■ **EXERCISE OBJECTIVE**
When you reach the line that contains "I'd like to know if the small", set down that line and every one after it through the end of the records, exactly as written and with no pictures.

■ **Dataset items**

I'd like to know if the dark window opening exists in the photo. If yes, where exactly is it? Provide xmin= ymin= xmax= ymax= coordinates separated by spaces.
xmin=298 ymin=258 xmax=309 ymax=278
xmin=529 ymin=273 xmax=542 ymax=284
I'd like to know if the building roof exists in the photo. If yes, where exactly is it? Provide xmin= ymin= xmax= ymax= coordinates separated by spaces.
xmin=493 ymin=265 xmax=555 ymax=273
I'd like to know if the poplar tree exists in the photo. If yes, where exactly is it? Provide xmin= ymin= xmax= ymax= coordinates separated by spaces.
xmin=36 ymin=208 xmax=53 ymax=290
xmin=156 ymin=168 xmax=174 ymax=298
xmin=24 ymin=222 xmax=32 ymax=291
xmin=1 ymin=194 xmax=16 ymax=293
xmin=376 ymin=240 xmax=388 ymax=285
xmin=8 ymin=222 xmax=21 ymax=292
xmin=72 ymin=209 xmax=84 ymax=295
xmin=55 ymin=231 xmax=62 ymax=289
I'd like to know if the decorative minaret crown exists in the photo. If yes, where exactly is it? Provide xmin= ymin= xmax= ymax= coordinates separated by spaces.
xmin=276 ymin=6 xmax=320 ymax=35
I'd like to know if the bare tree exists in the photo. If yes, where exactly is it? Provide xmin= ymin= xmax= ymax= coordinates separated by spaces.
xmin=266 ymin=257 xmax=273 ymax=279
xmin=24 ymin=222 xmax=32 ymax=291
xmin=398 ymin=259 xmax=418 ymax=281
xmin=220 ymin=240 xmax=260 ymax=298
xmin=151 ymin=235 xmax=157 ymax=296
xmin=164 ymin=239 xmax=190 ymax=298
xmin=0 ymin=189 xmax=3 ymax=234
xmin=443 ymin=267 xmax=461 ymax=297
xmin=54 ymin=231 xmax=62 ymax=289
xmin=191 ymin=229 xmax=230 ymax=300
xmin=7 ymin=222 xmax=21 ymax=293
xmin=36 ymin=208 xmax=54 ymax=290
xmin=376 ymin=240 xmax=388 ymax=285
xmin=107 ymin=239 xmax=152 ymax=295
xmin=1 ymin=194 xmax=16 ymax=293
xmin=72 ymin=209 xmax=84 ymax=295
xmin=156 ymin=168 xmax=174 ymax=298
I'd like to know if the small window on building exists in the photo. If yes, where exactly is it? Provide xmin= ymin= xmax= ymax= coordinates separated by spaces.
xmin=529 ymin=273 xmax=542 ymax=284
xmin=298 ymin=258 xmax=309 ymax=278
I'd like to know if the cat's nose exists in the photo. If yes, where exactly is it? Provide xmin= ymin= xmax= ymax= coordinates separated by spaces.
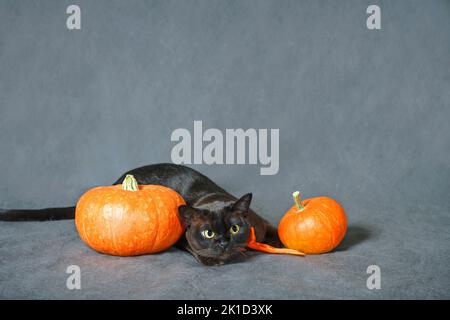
xmin=218 ymin=239 xmax=228 ymax=249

■ **EXERCISE SOLUTION**
I'd like to know if the small window on building exists in the photo. If yes, where exactly is it? Provide xmin= ymin= xmax= ymax= coordinates separated by spaces.
xmin=529 ymin=273 xmax=542 ymax=284
xmin=298 ymin=258 xmax=309 ymax=278
I'd like to know if the cat's nose exists in the photo. If yes, where exactly is it? Provide xmin= ymin= xmax= ymax= coordinates separated by spaces.
xmin=218 ymin=239 xmax=228 ymax=249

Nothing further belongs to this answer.